▶ [TEXT]
I was wondering how it could complete a series connection at zero volts. I hooked my other meter up and got that.
Once again, you should have tested and compared actual capacity!
Lower capacity 1s was drained completely dead.
Whether "totally dead" or "salvageable" remains to be seen:
Set charger to NiCd and .1A;
Charge and watch voltage climb;
After NiCd reaches 2V+, reset to LiFe and charge at .5A.

Test 1s, as instructed, for defect and actual capacity!

latecurtis said:
I was wondering how it could complete a series connection at zero volts. I hooked my other meter up and got that.
The cell gradually stops adding voltage, draws high IR amps and begins cooking the cell. as neg V gets sucked out, cell chemistry deteriorates! At 0V, cell still maintains continuity, it just adds no V. SSWAG
 
IMG_1116.JPG
 
Thanks DA.

Well.

The two 6S - 5P packs seem to have balanced well.

Looks like that low cell in the 4s - 5P pack is a problem. Especially since I charged it SOLO and the voltage dropped again quickly. But could of made a mistake. Drinking. I will double check.


https://www.youtube.com/watch?v=armgnfsHVbg

Thanks.

LC. out.
 
Wow. Budget?
You’ve wasted a LOT money on half baked schemes. And after all these posts and responses you still can’t sort shit from Shinola.
 
Shinola is a defunct American brand of shoe polish. ... It was popular during the first half of the 20th century and entered the American lexicon in the phrase, "You don't know shit from Shinola," meaning to be ignorant.

Yea.

First time I ever herd of that one.

Thanks. I learned something new today.

Well.

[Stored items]
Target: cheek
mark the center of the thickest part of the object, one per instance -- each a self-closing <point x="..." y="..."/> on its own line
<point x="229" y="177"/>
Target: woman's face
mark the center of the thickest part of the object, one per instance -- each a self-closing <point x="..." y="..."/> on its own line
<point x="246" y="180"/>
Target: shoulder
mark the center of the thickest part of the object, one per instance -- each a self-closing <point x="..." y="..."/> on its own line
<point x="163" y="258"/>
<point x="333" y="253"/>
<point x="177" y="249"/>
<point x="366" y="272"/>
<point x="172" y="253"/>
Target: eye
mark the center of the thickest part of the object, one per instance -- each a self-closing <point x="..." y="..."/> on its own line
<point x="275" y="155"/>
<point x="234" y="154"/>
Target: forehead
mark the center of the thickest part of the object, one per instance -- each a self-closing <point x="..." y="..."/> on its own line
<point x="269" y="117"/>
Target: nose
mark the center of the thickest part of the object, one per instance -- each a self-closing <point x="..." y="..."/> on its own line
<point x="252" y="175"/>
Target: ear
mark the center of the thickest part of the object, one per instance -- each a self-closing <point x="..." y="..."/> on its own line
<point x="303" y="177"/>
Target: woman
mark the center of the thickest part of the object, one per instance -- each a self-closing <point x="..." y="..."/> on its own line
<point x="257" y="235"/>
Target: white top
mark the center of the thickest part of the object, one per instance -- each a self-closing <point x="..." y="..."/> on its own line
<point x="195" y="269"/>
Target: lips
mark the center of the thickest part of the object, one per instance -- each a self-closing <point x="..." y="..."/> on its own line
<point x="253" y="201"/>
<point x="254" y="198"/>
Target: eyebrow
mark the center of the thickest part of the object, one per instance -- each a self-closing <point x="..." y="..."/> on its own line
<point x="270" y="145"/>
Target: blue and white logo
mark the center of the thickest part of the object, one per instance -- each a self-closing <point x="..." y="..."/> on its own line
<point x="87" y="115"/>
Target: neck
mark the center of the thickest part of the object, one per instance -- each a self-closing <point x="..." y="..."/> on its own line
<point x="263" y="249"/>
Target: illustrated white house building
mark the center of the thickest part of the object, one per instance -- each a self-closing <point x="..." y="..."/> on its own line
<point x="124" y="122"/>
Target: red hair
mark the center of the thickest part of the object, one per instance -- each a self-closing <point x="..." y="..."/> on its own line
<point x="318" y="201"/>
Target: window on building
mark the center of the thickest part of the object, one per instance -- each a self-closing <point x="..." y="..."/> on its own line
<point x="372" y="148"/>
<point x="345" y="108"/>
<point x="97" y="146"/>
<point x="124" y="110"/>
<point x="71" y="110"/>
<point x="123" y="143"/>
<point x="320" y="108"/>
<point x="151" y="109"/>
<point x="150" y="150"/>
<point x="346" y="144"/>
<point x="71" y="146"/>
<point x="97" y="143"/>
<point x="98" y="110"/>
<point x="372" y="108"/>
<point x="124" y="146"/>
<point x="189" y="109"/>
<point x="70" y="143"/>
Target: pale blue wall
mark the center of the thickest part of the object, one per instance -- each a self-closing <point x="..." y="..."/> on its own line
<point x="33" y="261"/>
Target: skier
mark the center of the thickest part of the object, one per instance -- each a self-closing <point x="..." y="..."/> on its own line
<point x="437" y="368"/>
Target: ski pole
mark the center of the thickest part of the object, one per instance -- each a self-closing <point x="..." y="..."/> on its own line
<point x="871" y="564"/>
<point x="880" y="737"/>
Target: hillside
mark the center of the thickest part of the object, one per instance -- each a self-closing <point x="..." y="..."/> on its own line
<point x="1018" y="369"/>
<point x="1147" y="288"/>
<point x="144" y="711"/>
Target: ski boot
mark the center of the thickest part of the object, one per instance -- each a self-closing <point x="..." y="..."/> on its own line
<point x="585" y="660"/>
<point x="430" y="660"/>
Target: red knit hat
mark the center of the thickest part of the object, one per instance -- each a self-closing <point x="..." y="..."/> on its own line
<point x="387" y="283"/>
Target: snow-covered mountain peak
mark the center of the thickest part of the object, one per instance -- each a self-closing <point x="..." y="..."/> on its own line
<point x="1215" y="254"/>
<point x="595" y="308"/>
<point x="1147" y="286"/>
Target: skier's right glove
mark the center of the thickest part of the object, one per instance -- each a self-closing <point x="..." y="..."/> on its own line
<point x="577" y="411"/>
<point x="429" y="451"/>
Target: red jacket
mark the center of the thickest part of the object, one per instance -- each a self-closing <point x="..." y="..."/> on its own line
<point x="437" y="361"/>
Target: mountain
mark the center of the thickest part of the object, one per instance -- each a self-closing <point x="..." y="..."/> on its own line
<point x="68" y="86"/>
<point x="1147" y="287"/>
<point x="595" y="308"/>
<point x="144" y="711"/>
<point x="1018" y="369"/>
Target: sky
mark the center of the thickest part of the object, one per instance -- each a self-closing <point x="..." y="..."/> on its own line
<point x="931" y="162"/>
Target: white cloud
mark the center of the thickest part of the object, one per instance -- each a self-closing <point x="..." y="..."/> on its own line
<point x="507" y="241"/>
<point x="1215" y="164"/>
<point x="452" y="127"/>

▶ [STATED PROBLEM]
Please answer these from the battery thread:
1. What current setting does it give for the charger in NiCd mode?
2. Which packs seem to have balanced well?
3. What was Shinola?

▶ [SOLVED PROBLEM]
1. .1A
2. The two 6S - 5P packs
3. A defunct American brand of shoe polish